─── Records provided

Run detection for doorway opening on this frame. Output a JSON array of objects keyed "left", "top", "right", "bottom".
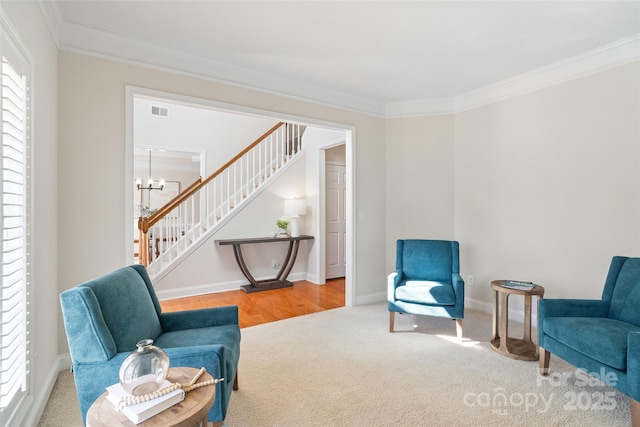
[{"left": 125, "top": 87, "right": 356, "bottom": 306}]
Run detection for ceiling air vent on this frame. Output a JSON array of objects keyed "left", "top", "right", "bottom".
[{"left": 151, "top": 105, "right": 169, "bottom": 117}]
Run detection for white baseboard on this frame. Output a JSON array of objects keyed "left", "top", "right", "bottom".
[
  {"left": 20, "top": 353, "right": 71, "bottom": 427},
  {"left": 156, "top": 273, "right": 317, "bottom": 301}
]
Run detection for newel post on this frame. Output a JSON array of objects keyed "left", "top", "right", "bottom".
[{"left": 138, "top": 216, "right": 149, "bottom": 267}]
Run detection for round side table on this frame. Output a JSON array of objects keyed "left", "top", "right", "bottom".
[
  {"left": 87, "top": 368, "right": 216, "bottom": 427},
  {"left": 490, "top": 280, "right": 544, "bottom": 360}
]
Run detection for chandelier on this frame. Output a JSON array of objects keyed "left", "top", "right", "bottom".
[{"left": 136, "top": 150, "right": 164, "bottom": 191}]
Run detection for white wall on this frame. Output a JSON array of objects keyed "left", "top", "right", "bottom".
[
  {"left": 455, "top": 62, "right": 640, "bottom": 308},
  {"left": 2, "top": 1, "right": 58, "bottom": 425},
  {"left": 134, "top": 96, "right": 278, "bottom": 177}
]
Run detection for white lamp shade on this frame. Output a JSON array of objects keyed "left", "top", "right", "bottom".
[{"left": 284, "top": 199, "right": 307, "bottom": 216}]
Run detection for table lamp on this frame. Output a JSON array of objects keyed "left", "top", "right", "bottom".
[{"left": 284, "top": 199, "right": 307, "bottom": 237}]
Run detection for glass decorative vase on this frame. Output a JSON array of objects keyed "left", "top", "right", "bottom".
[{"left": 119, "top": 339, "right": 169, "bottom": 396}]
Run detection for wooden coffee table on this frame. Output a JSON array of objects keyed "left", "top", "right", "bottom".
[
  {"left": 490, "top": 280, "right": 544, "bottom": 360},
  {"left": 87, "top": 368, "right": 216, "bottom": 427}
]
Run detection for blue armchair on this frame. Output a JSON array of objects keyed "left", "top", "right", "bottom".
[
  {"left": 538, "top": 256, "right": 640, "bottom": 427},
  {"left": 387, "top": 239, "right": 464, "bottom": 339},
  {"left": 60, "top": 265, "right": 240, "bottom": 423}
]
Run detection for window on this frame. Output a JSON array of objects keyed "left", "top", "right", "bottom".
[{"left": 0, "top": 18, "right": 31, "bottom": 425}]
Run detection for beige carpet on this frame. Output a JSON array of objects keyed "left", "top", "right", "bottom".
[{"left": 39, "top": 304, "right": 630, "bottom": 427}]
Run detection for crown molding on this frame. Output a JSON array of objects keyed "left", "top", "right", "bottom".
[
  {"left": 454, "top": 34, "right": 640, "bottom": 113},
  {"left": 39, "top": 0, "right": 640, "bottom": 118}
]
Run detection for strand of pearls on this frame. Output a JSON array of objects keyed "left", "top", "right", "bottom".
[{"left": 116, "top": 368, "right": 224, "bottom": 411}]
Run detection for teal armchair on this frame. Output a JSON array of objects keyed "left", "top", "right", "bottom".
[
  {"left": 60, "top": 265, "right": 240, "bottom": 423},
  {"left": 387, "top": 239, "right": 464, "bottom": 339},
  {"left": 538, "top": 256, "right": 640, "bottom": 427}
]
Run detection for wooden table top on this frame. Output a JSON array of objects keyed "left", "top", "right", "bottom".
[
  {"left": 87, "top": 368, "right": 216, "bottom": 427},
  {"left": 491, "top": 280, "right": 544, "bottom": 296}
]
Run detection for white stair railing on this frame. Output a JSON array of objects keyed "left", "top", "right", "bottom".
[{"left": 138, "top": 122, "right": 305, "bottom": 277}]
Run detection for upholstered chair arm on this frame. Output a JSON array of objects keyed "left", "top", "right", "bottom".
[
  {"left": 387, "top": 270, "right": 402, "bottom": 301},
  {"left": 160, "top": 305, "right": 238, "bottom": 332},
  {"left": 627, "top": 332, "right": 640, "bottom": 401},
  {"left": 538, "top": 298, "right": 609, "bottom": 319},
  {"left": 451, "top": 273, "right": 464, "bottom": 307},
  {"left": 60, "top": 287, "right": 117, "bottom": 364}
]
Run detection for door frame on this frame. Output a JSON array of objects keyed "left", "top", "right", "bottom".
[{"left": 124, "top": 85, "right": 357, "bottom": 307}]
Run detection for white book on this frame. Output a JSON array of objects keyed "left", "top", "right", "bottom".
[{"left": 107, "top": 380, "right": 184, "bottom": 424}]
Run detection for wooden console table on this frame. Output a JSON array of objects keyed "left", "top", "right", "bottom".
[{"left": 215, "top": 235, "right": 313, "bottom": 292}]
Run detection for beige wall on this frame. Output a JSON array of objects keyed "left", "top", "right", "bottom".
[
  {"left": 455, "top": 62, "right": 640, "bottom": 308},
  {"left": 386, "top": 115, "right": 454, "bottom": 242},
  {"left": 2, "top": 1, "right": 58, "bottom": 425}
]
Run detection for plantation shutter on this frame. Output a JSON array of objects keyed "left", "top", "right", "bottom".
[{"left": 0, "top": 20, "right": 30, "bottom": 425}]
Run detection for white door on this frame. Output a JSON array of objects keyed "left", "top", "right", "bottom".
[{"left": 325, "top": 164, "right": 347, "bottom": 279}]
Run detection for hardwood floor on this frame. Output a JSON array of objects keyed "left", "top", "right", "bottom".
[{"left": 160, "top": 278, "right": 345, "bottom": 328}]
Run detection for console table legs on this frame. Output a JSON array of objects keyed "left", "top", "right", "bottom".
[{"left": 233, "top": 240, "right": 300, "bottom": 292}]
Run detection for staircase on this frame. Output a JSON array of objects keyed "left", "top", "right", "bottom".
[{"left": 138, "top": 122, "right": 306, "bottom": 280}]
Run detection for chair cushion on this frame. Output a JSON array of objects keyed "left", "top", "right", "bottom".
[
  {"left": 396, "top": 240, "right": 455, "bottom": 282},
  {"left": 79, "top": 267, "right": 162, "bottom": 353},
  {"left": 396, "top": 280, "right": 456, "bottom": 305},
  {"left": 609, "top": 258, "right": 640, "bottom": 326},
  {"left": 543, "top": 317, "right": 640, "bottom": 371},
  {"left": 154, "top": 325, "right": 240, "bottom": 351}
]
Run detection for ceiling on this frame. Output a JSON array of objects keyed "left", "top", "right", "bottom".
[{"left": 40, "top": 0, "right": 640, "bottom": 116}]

──────
─── Records provided

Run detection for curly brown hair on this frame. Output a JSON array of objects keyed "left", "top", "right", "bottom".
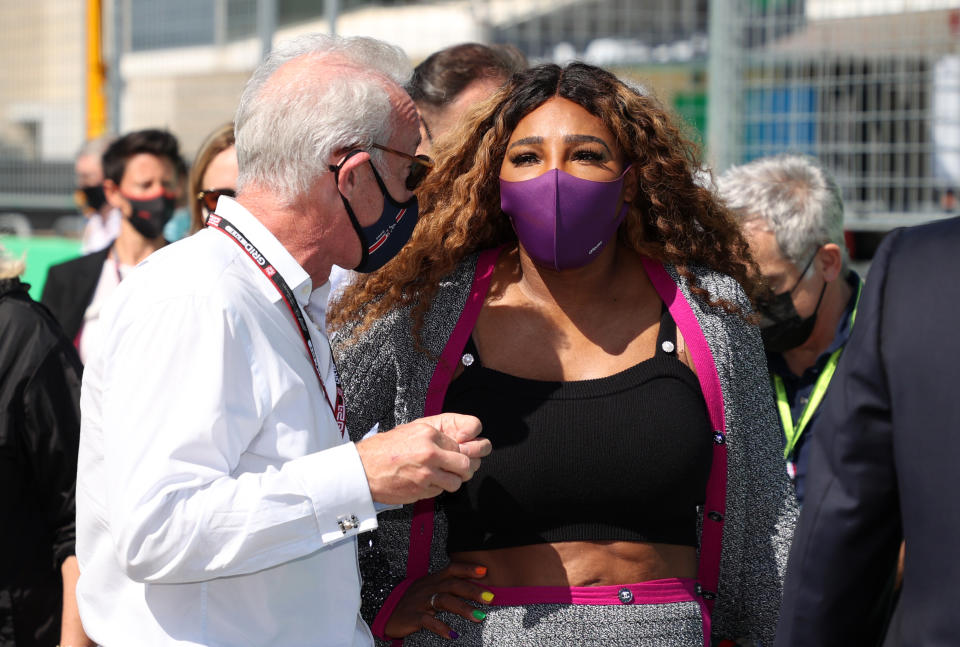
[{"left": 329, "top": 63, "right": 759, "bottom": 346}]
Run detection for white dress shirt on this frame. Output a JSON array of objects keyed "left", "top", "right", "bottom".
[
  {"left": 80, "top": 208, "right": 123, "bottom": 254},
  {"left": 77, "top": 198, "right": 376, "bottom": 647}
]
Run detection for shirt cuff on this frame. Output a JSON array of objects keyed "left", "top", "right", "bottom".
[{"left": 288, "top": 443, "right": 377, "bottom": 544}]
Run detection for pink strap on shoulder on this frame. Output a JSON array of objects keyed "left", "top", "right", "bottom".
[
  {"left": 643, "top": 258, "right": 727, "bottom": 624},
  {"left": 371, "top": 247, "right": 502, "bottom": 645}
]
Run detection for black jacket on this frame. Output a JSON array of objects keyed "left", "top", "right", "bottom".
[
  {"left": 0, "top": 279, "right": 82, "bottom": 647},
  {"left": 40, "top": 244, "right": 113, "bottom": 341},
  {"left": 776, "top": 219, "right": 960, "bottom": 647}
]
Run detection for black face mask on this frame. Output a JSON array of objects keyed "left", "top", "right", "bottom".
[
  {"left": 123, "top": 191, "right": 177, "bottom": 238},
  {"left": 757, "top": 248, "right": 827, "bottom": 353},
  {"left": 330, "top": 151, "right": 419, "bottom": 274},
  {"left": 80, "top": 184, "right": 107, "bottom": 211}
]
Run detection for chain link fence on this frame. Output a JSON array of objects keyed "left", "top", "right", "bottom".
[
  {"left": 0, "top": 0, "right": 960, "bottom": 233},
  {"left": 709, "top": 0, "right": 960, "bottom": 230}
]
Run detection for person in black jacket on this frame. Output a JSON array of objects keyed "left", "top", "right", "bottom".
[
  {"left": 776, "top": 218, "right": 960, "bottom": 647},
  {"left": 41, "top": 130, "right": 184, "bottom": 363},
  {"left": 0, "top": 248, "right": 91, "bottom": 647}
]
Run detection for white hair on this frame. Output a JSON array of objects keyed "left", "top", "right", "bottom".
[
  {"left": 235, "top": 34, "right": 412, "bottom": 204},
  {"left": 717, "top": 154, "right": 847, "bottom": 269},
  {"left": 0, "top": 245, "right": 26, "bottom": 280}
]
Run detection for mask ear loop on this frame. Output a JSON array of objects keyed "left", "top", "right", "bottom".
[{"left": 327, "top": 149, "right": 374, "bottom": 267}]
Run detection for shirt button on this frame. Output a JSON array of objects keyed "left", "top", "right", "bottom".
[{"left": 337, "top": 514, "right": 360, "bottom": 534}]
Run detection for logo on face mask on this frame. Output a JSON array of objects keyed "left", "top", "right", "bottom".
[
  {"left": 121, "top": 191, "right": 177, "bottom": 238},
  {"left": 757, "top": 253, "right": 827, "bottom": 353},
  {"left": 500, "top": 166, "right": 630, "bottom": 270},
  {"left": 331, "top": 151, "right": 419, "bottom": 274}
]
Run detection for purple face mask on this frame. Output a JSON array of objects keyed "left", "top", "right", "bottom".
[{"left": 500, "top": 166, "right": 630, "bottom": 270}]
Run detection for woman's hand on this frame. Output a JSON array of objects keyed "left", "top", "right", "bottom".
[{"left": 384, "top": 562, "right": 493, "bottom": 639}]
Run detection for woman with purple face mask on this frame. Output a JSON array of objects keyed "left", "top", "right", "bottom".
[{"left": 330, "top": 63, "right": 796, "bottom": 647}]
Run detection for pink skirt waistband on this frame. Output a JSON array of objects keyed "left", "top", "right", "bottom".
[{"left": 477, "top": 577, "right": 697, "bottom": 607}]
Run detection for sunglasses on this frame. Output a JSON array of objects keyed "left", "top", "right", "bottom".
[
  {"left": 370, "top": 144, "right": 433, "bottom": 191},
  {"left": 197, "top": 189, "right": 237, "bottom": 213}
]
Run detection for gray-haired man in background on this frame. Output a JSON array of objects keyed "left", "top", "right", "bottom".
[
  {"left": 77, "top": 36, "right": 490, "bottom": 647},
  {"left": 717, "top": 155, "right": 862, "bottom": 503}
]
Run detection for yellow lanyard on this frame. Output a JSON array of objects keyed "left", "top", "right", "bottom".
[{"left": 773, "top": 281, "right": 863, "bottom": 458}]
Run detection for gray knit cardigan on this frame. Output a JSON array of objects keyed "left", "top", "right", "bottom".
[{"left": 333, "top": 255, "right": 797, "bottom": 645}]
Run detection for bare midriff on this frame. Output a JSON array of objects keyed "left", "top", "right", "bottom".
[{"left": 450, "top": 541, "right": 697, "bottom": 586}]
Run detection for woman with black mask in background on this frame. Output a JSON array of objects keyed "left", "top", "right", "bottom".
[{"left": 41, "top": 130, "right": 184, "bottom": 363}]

──────

**Task requirements**
Extract each line of the data above that contains the string "background", copying each one in full. The match is case-sensitive.

**The output**
Run detection for gray-haired man in background on this frame. Output a JSON array of objects keyed "left", "top", "right", "bottom".
Run detection for woman with black mask in background on this frame. Output a JSON array of objects keyed "left", "top", "right", "bottom".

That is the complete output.